Texto extraído

----------------

Yo tenía 22 años, cuando, terminando mis estudios de antropología, debía elegir el campo. No tenía plata, ya vivía sola, y no tenía sponsors ni beca de ningún tipo, además de trabajar archivando facturas, lo que me dejaba poco tiempo para investigar.

Decidí hacer de esa dificultad una ventaja, por lo que me acerqué a asociaciones antillanas de la región parisina, como Lékôl bélè, o Boukan que existen todavía hoy, 25 años después.

Cuando llegué el primer día a Lékôl Bélè la capitaneaban Alain y Marie André, dos negros rotundos que tenían la habilidad de contagiarte las ganas de bailar y de aprender su cultura. También asistían cuentacuentos como Philippe Cantinol y Igo Drané. Pero el primero que me habló fue Polo Athanase, un metro ochenta de africano mestizado con chino, una risa que despejaba las nubes parisinas, y una voz aterciopelada para cantar bélè dous, biguine, pitché y ti-cannot que arropaba de cualquier frío.

Me dijo algo que no entendí. Al darse cuenta de que no hablaba kreyol, me preguntó, en el francés de las islas:

—¿Y te viniste así, solita, sin más?

—Sí, -le dije.

—¿Y no conocés a nadie, de acá?

—No,- contesté.

Silbó admirativamente.

—Y bien, sos corajuda.

Y es que nadie que no fuera antillano había pisado esas asociaciones. Hoy es común interesarse por otras culturas, es in, es woke. Pero no en 1998.

¿Pero que podía unir una muchacha como yo y un grupo de antillanos en la metrópoli? Primero pensé que muy poco. Pero enseguida encontré multitud de puntos comunes:

El humor con doble sentido, la nostalgia de las frutas, (aunque no fueran las mismas) con sabor a fruta, al sol que calienta en serio y a la siesta con chicharras. La añoranza de lluvia que es torrencial cuando quiere y cálida como gotas de aceite. El gusto por el ron para ellos, la caña o aguardiente para nosotros, el ají y la palta, el verdeo y los buñuelos fritos de todo tipo. El gusto por bailar las desgracias y llorar las alegrías, las navidades con calor, las ciudades volcadas al mar y una cierta forma de entender la lealtad.

Nos entendimos enseguida, en el callar los dolores, yo los traumas de la dictadura y ellos las secuelas de la esclavitud y el racismo. Su forma de transmitir y procesar ese duelo me ayudó a mí a entender el mío.

----------------

Extractos de filas

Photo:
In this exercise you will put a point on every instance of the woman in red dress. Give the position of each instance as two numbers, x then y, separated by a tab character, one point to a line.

----------------

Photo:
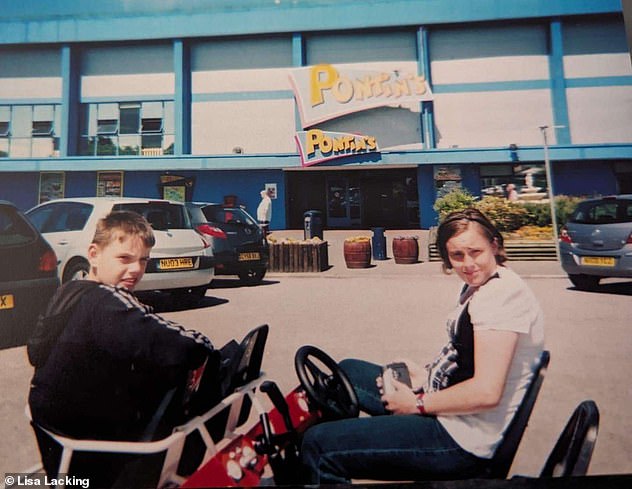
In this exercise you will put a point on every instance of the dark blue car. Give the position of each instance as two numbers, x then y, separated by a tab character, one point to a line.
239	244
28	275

----------------

Problema breve
Enumera los géneros que, según el relato sobre las asociaciones antillanas, Polo Athanase cantaba con su voz aterciopelada.

Respuesta
bélè dous, biguine, pitché y ti-cannot